OCI-compatible Orka images provide the following benefits:
  • The official vanilla macOS images, maintained by MacStadium, are now publicly available at <https://github.com/macstadium/orka-images>.
  • Users can maintain their own images separately from the Orka cluster, saving storage space in the process.
  • Users can now maintain versions of their OCI-compatible images.
  • Deployments using OCI-compatible Orka images are generally faster because of improved caching and storage utilization.

Workflow

Working with OCI-compatible Orka images usually consists of these steps:
  1. Set up the credentials for the image registry in the namespace where you will be deploying VMs.
    • If you are using one of the official images, maintained by MacStadium, you can skip this step.
  2. Deploy a VM by specifying the path to the image. Use the VM in your workloads.
  3. Preserve any changes made to the VM by saving a new image locally or pushing a version of the image to an OCI-compatible registry.
    • If you are using one of the official images, maintained by MacStadium, you can preserve your changes by saving a new image locally or pushing to your own private registry.

Known limitations

  • You cannot work with OCI images in the Orka Web UI.
  • You cannot store multiple credentials for the same registry in the same namespace.
  • You cannot store your registry credentials on the cluster level - you need to store them individually per namespace.
  • You cannot push changes to the official images, maintained by MacStadium.
  • Only cluster administrators can manage the registry credentials.

Stated problem 1 = Locate each line in the records below that contains the word "woman" and copy it.

Supplied records =
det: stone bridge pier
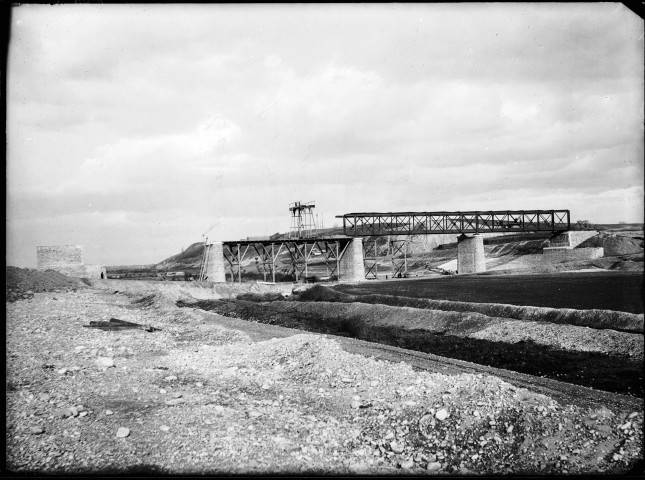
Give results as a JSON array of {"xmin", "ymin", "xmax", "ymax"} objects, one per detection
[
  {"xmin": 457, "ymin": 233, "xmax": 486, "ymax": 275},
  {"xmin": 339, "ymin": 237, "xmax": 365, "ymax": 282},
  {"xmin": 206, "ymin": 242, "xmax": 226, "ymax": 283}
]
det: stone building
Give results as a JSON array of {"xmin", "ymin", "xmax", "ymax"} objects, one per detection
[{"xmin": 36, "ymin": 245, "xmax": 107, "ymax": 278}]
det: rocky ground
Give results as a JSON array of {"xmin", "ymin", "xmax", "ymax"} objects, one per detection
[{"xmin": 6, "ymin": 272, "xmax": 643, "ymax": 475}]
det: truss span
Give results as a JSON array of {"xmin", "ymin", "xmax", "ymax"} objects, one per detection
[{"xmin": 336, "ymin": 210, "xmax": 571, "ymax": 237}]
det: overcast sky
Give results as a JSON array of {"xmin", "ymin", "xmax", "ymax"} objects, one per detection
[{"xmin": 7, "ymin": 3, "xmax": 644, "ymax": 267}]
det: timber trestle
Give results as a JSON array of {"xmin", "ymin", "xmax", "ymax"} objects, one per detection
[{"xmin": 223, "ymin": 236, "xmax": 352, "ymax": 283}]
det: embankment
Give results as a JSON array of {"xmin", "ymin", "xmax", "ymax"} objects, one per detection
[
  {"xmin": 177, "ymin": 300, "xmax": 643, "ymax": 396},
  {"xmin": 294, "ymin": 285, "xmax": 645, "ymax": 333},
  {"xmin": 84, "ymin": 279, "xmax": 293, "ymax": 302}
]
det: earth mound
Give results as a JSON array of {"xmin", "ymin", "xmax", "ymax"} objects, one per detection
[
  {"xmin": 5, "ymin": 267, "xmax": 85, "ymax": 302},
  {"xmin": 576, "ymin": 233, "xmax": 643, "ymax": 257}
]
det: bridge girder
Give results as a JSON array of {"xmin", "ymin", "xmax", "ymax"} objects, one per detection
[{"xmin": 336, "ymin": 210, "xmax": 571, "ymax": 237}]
---
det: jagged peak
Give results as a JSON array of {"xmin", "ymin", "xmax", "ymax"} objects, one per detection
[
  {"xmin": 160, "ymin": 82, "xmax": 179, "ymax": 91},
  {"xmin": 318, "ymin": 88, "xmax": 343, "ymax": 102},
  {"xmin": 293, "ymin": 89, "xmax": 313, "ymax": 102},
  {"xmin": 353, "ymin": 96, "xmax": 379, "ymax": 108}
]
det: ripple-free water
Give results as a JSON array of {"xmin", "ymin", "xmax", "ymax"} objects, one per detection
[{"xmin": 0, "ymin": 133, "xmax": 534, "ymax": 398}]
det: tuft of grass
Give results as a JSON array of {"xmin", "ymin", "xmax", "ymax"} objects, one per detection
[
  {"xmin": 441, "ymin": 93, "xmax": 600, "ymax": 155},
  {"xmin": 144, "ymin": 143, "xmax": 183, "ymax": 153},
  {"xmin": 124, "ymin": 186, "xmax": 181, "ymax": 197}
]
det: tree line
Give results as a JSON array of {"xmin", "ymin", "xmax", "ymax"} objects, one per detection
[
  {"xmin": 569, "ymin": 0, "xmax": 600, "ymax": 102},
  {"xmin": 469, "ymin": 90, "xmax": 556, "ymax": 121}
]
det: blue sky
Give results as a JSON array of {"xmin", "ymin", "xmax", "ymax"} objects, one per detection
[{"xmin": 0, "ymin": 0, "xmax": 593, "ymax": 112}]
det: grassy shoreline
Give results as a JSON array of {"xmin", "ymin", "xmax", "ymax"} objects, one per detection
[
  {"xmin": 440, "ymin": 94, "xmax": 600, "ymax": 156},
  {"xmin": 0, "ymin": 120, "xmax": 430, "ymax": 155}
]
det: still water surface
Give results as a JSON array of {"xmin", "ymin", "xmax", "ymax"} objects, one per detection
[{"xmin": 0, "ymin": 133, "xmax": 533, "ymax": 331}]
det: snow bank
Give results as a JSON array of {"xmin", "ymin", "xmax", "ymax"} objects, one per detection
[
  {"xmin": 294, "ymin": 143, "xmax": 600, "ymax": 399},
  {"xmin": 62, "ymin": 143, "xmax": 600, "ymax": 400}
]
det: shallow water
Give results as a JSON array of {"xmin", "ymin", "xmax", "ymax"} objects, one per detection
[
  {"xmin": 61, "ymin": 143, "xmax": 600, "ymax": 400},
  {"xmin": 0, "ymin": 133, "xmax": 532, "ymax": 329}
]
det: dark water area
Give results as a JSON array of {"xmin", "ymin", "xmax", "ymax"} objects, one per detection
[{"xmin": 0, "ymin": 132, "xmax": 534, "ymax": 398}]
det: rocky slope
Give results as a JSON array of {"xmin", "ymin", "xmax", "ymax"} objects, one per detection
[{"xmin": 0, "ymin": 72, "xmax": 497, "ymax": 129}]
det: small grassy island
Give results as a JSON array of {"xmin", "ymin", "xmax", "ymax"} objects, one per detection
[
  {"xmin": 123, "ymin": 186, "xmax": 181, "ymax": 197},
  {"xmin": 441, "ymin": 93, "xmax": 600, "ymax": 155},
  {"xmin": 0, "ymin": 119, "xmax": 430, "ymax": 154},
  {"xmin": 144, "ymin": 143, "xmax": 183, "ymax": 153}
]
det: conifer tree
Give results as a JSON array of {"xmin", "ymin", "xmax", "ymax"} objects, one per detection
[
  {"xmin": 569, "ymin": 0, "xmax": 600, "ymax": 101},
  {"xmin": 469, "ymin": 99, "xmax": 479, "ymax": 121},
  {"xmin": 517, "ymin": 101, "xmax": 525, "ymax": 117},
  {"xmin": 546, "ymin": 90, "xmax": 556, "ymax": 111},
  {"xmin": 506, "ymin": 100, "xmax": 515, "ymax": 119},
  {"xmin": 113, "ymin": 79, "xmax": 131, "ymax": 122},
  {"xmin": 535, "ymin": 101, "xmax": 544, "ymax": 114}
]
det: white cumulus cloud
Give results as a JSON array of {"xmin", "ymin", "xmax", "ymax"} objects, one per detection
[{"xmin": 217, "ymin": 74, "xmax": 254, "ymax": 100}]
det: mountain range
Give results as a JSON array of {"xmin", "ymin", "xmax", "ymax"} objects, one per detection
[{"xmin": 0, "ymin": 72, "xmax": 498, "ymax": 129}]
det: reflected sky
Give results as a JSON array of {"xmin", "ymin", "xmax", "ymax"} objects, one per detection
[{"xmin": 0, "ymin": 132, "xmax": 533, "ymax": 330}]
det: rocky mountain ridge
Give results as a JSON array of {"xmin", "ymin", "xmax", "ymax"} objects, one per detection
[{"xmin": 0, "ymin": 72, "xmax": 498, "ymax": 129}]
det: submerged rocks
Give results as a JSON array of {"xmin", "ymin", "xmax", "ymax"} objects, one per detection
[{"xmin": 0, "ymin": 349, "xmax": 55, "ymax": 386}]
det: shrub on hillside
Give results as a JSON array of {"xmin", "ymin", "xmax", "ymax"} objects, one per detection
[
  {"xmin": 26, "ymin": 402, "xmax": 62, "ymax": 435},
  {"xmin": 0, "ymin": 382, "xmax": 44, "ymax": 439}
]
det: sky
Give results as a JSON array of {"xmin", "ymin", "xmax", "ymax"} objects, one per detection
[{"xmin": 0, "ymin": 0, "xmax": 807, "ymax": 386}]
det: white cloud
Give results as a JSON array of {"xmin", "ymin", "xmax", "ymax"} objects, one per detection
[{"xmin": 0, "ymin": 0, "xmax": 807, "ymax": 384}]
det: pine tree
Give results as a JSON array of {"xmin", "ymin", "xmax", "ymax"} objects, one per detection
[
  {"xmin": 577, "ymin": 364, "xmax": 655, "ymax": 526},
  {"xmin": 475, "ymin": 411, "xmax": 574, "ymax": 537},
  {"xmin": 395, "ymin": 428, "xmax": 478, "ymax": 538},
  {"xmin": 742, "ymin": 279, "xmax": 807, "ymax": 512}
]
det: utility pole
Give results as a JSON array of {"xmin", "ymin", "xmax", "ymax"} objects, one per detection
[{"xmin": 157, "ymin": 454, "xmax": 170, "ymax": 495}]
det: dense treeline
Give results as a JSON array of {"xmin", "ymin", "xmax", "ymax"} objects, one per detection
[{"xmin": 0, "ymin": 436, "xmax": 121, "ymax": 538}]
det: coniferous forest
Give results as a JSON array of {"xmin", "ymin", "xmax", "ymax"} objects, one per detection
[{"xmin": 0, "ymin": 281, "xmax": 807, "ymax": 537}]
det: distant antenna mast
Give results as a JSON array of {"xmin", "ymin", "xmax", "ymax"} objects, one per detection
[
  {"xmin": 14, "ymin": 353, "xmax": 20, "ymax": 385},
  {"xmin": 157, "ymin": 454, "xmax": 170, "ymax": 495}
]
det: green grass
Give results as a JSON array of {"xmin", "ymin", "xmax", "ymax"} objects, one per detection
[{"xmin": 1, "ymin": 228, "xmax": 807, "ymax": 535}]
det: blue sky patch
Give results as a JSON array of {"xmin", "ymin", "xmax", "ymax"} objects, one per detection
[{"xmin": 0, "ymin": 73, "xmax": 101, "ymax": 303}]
* * *
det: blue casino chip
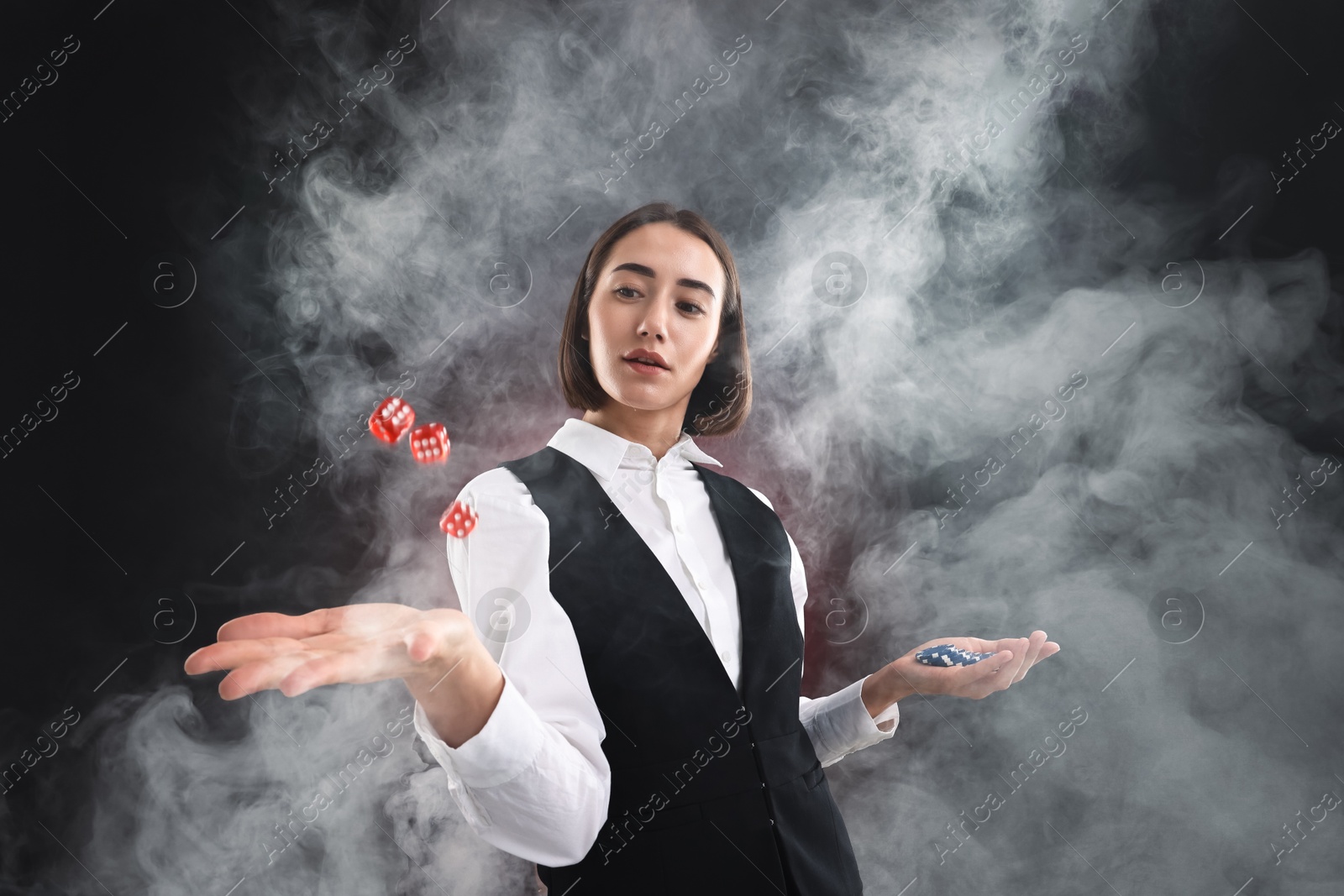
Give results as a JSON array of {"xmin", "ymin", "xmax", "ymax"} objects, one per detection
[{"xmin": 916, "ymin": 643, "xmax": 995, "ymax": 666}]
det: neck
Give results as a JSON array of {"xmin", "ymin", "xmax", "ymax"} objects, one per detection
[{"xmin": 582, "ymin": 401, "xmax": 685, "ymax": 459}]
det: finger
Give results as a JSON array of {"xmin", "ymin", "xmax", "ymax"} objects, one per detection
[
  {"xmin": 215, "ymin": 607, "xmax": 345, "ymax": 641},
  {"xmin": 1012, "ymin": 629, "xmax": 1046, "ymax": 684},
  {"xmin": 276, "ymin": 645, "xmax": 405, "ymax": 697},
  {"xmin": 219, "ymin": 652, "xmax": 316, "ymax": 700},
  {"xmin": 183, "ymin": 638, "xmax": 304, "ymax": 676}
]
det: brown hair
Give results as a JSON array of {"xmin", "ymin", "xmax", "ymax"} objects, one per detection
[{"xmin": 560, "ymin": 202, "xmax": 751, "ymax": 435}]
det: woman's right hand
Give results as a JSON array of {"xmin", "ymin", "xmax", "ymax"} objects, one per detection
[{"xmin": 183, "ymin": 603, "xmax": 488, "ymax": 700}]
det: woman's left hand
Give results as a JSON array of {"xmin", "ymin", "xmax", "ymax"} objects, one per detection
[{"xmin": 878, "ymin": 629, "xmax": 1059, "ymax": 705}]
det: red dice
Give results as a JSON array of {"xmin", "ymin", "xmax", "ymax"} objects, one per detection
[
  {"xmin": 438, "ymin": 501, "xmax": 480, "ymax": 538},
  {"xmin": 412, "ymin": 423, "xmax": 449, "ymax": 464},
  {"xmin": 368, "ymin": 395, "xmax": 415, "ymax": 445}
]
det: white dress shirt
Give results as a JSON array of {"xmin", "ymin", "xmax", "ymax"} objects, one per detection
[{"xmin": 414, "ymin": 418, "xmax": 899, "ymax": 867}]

Stated problem 2 = Please rewrite the paragraph of the Orka images text that begins "Working with OCI-compatible Orka images" in a shorter form, keeping its main facts.

Task response 1 =
det: woman's right hand
det: woman's left hand

Task response 2 =
1. Set up image registry credentials in the namespace where the VMs will be deployed. This step can be skipped for the official images maintained by MacStadium.
2. Deploy a VM from the image path and use it in workloads.
3. Keep any changes by saving a new image locally or pushing a version of the image to an OCI-compatible registry. For official images, save locally or push to your own private registry.